■ **Challenge A**
Between which two towns do the remaining buildings described in the essay stand?

■ **Text**
>>>>

Web Essays

The Mule on the Stairs

Remembering the school in the midcentury South where “We Shall Overcome” was born

By Richard Tillinghast | October 6, 2022
From left: Dr. Fred Paterson, president of the Tuskegee Institute; James Johnson, and Rosa Parks meeting at the Highlander Folk School in Monteagle, Tennessee (Library of Congress)
From left: Dr. Fred Paterson, president of the Tuskegee Institute; James Johnson, and Rosa Parks meeting at the Highlander Folk School in Monteagle, Tennessee (Library of Congress)

It seems an unlikely place to have played such a vital role in a movement that shook America to its roots and changed the nation for the good. What remains of the place is unimpressive—just a couple of low-slung buildings on a bluff under pin oaks off Highway 41 between Monteagle and Tracy City, Tennessee, on the Cumberland Plateau. A historical marker gives a few details. Even its name is a bit of a puzzle.

<<<<

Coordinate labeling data
>>>>

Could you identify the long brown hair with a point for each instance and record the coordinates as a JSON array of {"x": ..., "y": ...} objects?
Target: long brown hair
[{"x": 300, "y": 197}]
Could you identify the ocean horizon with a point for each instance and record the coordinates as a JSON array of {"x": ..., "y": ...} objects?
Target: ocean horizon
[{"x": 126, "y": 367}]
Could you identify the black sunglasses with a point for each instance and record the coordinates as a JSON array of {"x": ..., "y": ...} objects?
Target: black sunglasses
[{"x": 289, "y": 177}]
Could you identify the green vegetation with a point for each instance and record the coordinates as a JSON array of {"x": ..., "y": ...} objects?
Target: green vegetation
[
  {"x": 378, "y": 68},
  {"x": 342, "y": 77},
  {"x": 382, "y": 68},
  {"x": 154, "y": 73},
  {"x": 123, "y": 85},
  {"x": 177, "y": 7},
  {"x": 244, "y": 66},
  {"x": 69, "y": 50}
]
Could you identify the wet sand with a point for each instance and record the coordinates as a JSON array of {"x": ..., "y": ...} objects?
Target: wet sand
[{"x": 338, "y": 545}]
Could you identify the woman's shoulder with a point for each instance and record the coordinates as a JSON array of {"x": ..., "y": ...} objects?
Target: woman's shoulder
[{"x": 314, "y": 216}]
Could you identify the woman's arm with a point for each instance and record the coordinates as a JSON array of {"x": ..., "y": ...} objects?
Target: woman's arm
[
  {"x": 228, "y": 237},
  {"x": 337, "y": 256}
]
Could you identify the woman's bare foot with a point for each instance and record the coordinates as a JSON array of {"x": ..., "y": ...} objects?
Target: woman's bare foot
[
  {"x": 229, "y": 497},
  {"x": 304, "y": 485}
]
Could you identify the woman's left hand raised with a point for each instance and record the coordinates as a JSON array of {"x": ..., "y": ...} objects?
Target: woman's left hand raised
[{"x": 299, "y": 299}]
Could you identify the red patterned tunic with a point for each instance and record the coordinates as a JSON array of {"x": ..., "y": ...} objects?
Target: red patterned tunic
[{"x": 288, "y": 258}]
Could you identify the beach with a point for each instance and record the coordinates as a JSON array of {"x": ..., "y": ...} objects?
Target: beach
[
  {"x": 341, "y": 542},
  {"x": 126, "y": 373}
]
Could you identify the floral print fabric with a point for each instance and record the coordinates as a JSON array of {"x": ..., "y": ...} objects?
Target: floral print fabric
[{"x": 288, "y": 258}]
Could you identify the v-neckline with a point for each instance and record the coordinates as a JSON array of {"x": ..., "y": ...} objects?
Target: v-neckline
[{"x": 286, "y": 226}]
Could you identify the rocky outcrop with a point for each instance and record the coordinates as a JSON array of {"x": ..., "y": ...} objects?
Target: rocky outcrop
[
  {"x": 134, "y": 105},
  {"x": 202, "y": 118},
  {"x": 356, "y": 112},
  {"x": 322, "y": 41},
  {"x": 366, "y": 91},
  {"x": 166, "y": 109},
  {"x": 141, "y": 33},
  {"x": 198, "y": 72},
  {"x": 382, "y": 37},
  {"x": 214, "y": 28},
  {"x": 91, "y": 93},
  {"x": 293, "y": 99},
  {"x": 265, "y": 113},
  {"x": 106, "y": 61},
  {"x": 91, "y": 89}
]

<<<<

■ **Challenge B**
Reproduce the records starting at the line that contains "Could you identify the floral" and continuing through the last line of the records.

■ **Full answer A**
Between Monteagle and Tracy City, Tennessee.

■ **Full answer B**
Could you identify the floral print fabric with a point for each instance and record the coordinates as a JSON array of {"x": ..., "y": ...} objects?
Target: floral print fabric
[{"x": 288, "y": 258}]
Could you identify the v-neckline with a point for each instance and record the coordinates as a JSON array of {"x": ..., "y": ...} objects?
Target: v-neckline
[{"x": 286, "y": 226}]
Could you identify the rocky outcrop with a point for each instance and record the coordinates as a JSON array of {"x": ..., "y": ...} objects?
Target: rocky outcrop
[
  {"x": 134, "y": 105},
  {"x": 202, "y": 118},
  {"x": 356, "y": 112},
  {"x": 322, "y": 41},
  {"x": 366, "y": 91},
  {"x": 166, "y": 109},
  {"x": 141, "y": 33},
  {"x": 198, "y": 72},
  {"x": 382, "y": 37},
  {"x": 214, "y": 28},
  {"x": 91, "y": 93},
  {"x": 293, "y": 99},
  {"x": 265, "y": 113},
  {"x": 106, "y": 61},
  {"x": 91, "y": 89}
]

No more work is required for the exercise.